● **Краткое задание**
Перепишите фрагмент о постановках Мейерхольда, начиная с «Разбивая комедию Н.» и ниже вплоть до «жизнерадостности и силы.», подставив «живой ритм» вместо «бодрый ритм».
───── Фрагмент текста ─────
Он доводит теперь свои приемы до их высокого эстетического выражения. Разбив старую мишурную красивость, Мейерхольд нашел для себя основы новой красоты, отвечающей его мастерству и тонкому вкусу.

Ставя комедию из современной жизни Запада — «Учитель Бубус» Файко, Мейерхольд в грустных мотивах Шопена ищет обреченность Западной Европы, а во всем внешнем выражении спектакля — мертвящую красивость, которой не суждено ожить вновь. Он изыскан в приемах и изобретателен в построениях. Он окружает действующих лиц сетью бамбуковых палок, при соприкосновении издающих особый тягучий, грустный музыкальный звук. Танцующие ленивые движения актеров в сочетании с неожиданностью мизансцен придают спектаклю ритм безнадежности и мертвенной красоты.

Разбивая комедию Н. Эрдмана «Мандат» на эпизоды, он обнаруживал перед зрителем клочки мещанского быта. В отдельных гиперболизированных деталях Мейерхольд саркастически издевается над застоявшимся бытом. Спектакль заставлял думать. Как Эрдман собирал отдельные человеческие черты, страшные и смешные подробности быта, чтобы вылить их в форму новой комедии, так и Мейерхольд конденсировал свои наблюдения в форме нового и сгущенного реализма.

Инсценированный роман Ю. Германа «Вступление» Мейерхольд строит на противопоставлении двух линий — западноевропейской цивилизации и советской культуры. С первой он связывает черты, общие с «Бубусом», со второй — бодрый ритм, светлые тона, детали, передающие ощущение мужественности, жизнерадостности и силы.

Мейерхольд последних лет становится мастером художественных деталей, способных возбудить в зрителе наивозможное количество богатых и сложных ассоциаций.

Он умеет вырвать такое сценическое положение актера, поставить его в такую мизансцену, бросить на него такое освещение, что образ запомнится надолго одним внешним выражением. Так во «Вступлении» построена картина похорон убитого сына немецкого коммуниста: на застывшую фигуру отца насильно надевают торжественный сюртук; бледное освещение свечей, несколько бледных венков; {487} аккорды печальной музыки оставляют щемящее и мучительное впечатление.

За последние годы Мейерхольд все более обращается к классике. Метод постановки своеобразен. Мейерхольд почти не интересуется темой данной пьесы. Он всегда взволнован жизненной, личной темой автора, перерастающей рамки пьесы.

В «Ревизоре» Гоголя он думает не столько о данной пьесе, сколько о раскрытии миросозерцания Гоголя. В великолепных изысканных сценах он передает ощущение эпохи Николая I. Находя скупой фон и четкие конструктивные построения, он лепит монументальные яркие фигуры. Музыка пронизывает спектакль. Тончайшие сочетания красок костюмов создают как бы ожившую картину. Мейерхольд строит мизансцены, вспоминая великие живописные традиции. Весь блеск своего вкуса он подчиняет своему философскому замыслу.

В «Свадьбе Кречинского» Сухово-Кобылина он легко разрывает с французской комедийной формой данной пьесы, чтобы сквозь нее увидеть горькое и пессимистическое миросозерцание автора, осуждающего жизнь и отрицающего старую Россию.

Он как бы переходит за рамки комедии и драмы к философскому раскрытию зерна того или иного автора.
───── Показанные данные ─────
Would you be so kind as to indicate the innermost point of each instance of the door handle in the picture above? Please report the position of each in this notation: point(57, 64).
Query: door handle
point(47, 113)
─────
● **Полный результат**
Разбивая комедию Н. Эрдмана «Мандат» на эпизоды, он обнаруживал перед зрителем клочки мещанского быта. В отдельных гиперболизированных деталях Мейерхольд саркастически издевается над застоявшимся бытом. Спектакль заставлял думать. Как Эрдман собирал отдельные человеческие черты, страшные и смешные подробности быта, чтобы вылить их в форму новой комедии, так и Мейерхольд конденсировал свои наблюдения в форме нового и сгущенного реализма.

Инсценированный роман Ю. Германа «Вступление» Мейерхольд строит на противопоставлении двух линий — западноевропейской цивилизации и советской культуры. С первой он связывает черты, общие с «Бубусом», со второй — живой ритм, светлые тона, детали, передающие ощущение мужественности, жизнерадостности и силы.